__What is being asked__
Please output exactly the run of lines that starts at the line with "For the benchmark, spot each instance of the carved" and ends at the last line of the records below.

__Stored records__
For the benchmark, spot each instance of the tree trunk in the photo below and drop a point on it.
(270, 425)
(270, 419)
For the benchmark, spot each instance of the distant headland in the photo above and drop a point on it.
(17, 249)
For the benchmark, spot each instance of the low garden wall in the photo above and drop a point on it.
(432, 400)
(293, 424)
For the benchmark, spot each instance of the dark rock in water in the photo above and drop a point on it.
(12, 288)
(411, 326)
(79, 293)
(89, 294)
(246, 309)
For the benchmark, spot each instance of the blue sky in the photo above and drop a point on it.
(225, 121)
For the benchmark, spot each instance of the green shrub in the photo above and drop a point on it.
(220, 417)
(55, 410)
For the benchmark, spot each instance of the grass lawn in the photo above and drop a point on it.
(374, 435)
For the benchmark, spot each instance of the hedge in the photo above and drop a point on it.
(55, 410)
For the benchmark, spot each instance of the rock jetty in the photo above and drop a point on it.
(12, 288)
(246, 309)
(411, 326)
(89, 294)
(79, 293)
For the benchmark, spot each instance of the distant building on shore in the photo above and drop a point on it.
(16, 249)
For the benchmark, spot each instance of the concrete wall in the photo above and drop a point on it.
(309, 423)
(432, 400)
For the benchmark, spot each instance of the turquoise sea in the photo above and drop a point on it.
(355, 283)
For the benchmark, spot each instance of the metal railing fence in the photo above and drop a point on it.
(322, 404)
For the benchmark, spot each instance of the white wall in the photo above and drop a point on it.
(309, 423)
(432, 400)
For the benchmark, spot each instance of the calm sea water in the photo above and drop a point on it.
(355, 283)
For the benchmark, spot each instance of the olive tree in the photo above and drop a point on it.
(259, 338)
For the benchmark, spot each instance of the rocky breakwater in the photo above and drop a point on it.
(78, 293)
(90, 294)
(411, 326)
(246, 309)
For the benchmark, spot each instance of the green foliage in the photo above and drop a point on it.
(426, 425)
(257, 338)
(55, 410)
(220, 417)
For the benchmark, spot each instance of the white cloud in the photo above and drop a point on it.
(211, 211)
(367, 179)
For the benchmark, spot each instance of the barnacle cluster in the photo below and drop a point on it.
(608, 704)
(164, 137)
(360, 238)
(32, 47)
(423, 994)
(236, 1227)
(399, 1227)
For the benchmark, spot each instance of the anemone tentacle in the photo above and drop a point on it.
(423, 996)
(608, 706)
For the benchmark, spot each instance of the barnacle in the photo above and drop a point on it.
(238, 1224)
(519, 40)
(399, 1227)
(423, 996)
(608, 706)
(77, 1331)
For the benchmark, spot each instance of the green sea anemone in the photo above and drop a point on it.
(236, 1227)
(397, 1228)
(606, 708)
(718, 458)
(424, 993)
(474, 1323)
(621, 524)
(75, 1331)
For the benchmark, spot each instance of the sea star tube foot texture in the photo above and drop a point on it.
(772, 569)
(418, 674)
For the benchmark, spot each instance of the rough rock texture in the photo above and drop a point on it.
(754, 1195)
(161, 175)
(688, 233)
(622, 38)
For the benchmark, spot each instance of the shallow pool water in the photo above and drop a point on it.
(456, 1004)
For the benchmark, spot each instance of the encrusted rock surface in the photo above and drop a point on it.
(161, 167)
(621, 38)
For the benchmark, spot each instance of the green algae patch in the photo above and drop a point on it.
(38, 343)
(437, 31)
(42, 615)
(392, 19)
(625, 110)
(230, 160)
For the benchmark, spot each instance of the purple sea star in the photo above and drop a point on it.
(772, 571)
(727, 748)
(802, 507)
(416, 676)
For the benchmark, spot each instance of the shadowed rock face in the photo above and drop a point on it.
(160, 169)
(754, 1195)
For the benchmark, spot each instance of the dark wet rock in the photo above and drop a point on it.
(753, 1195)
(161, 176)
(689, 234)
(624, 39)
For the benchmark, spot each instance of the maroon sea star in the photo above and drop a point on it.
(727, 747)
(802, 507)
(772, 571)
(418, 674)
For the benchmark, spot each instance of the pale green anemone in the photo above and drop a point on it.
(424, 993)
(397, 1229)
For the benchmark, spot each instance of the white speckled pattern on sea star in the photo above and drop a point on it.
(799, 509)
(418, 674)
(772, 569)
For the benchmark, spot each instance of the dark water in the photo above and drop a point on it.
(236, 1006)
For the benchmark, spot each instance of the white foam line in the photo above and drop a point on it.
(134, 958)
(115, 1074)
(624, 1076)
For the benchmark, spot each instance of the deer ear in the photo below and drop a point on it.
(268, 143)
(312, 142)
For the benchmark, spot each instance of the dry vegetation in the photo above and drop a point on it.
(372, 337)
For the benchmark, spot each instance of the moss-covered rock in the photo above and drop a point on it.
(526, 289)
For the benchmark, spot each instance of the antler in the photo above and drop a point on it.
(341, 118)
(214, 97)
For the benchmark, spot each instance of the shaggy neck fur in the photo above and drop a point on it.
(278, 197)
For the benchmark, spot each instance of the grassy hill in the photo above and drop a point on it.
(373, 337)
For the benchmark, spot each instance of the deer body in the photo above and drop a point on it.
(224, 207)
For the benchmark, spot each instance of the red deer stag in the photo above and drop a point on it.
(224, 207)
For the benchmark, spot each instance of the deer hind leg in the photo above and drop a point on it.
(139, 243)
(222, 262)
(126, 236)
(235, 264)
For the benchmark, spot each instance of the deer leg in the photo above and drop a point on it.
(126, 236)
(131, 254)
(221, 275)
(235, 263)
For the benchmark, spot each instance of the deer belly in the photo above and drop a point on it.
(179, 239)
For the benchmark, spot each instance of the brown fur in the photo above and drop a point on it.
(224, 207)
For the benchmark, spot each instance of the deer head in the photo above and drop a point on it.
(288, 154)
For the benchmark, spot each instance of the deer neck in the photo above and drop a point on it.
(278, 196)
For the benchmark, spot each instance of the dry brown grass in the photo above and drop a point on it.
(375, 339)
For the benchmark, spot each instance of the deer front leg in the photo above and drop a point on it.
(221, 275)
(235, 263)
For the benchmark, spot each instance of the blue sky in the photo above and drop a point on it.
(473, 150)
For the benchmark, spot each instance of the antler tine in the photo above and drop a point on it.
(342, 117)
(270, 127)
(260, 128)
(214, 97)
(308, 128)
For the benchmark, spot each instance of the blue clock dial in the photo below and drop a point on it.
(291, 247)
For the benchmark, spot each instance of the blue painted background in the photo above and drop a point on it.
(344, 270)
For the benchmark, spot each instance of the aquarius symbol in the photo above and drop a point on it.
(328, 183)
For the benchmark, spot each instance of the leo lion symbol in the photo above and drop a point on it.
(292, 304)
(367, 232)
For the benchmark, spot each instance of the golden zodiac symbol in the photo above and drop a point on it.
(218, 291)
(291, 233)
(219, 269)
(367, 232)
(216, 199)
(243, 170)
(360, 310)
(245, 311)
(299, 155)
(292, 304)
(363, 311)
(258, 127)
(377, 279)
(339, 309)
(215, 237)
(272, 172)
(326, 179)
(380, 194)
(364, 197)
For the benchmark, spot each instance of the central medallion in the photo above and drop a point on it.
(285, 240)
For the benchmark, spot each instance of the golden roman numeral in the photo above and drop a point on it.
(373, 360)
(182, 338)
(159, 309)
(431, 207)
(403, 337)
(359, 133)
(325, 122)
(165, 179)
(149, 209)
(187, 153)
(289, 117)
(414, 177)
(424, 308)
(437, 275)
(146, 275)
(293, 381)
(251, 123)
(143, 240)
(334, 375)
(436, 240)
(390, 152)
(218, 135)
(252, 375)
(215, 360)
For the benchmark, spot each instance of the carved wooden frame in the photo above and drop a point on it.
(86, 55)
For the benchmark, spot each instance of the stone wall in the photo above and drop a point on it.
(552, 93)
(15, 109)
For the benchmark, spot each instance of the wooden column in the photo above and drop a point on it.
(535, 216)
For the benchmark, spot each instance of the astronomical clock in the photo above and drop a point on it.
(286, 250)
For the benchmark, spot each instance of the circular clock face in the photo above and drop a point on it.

__Written answer__
For the benchmark, spot each instance of the carved wooden frame in the photo above and drop a point on it.
(86, 55)
For the benchmark, spot each instance of the stone wall in the photo above and drop a point on it.
(552, 93)
(15, 109)
For the benchmark, spot each instance of the wooden column in the photo above and drop a point on it.
(535, 216)
For the benchmark, spot each instance of the astronomical clock in the photo above and drop a point on it.
(286, 250)
For the benchmark, spot each instance of the circular clock face in the photo above and drop a point on it.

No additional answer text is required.